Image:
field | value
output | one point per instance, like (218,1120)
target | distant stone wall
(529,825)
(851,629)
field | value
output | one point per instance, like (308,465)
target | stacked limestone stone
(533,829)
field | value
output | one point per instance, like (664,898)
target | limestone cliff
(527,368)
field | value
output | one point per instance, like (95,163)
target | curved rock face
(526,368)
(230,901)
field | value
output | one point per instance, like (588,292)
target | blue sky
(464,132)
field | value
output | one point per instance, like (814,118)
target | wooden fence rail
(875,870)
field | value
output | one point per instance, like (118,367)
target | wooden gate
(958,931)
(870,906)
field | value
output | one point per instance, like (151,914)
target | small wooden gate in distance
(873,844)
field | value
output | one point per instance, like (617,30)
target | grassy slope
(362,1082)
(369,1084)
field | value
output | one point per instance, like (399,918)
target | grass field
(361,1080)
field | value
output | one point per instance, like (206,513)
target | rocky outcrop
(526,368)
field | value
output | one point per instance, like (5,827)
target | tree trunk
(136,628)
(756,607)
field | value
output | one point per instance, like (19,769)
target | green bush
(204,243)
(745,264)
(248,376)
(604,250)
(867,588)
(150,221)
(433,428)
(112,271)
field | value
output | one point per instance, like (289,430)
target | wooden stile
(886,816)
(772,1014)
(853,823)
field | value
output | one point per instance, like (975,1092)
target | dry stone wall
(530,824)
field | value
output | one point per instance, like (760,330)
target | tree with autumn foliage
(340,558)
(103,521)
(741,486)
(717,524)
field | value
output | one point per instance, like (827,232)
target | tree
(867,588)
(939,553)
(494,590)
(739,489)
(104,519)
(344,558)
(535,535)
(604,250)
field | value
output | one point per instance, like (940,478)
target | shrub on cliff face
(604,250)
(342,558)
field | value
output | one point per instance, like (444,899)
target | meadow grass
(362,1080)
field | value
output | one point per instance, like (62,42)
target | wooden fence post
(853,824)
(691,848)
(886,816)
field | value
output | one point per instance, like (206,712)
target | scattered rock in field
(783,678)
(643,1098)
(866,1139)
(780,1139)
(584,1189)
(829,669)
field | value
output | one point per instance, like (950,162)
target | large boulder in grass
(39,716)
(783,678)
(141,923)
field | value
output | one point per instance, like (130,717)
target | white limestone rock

━━━

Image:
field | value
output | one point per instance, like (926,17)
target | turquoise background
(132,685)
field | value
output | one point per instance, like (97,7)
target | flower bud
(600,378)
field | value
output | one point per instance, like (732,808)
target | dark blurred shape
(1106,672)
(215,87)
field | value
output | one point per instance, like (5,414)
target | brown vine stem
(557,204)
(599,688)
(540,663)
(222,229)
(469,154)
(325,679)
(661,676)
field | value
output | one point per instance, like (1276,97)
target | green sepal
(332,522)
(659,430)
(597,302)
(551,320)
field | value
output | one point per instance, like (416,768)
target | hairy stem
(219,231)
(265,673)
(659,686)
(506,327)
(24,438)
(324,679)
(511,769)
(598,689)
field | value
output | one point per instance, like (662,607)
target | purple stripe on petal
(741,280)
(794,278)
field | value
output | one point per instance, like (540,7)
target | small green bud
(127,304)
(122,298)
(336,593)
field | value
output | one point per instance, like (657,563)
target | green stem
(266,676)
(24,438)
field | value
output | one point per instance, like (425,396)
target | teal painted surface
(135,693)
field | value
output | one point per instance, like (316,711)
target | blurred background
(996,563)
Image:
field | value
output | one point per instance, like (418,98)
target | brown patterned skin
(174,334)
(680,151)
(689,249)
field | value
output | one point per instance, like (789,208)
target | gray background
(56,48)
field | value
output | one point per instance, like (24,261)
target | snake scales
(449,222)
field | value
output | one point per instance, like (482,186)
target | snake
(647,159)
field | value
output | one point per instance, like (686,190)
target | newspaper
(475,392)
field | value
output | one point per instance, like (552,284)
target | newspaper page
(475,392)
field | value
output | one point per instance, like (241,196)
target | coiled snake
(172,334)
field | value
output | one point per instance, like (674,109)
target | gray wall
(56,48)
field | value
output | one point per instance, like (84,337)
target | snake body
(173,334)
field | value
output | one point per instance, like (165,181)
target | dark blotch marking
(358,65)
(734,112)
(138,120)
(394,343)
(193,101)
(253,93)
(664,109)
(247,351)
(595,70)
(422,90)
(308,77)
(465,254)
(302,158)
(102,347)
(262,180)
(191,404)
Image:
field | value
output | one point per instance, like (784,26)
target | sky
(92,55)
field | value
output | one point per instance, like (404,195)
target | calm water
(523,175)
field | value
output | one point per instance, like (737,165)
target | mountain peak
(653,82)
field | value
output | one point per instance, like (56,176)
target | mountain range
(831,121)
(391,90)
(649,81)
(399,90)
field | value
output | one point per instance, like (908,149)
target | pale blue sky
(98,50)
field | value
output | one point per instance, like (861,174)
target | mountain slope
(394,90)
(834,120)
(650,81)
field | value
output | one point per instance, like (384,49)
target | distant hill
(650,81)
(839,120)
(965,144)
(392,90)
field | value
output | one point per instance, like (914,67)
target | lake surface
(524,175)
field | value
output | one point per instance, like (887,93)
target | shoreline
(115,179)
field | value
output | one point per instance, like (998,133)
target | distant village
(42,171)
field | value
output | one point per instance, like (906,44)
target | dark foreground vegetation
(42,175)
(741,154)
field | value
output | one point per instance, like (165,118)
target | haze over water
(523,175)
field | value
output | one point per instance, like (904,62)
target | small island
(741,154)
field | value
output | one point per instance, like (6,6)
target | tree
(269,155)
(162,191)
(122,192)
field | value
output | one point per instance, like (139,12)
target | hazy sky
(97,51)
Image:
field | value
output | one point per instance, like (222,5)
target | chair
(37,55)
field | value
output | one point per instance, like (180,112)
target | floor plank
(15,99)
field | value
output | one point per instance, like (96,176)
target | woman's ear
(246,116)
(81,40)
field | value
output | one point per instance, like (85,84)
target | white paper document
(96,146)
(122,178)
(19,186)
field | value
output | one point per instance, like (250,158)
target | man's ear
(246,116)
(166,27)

━━━

Count the lines in the records above that contain the string "gate", and reply with that number alone.

:: RESULT BELOW ::
2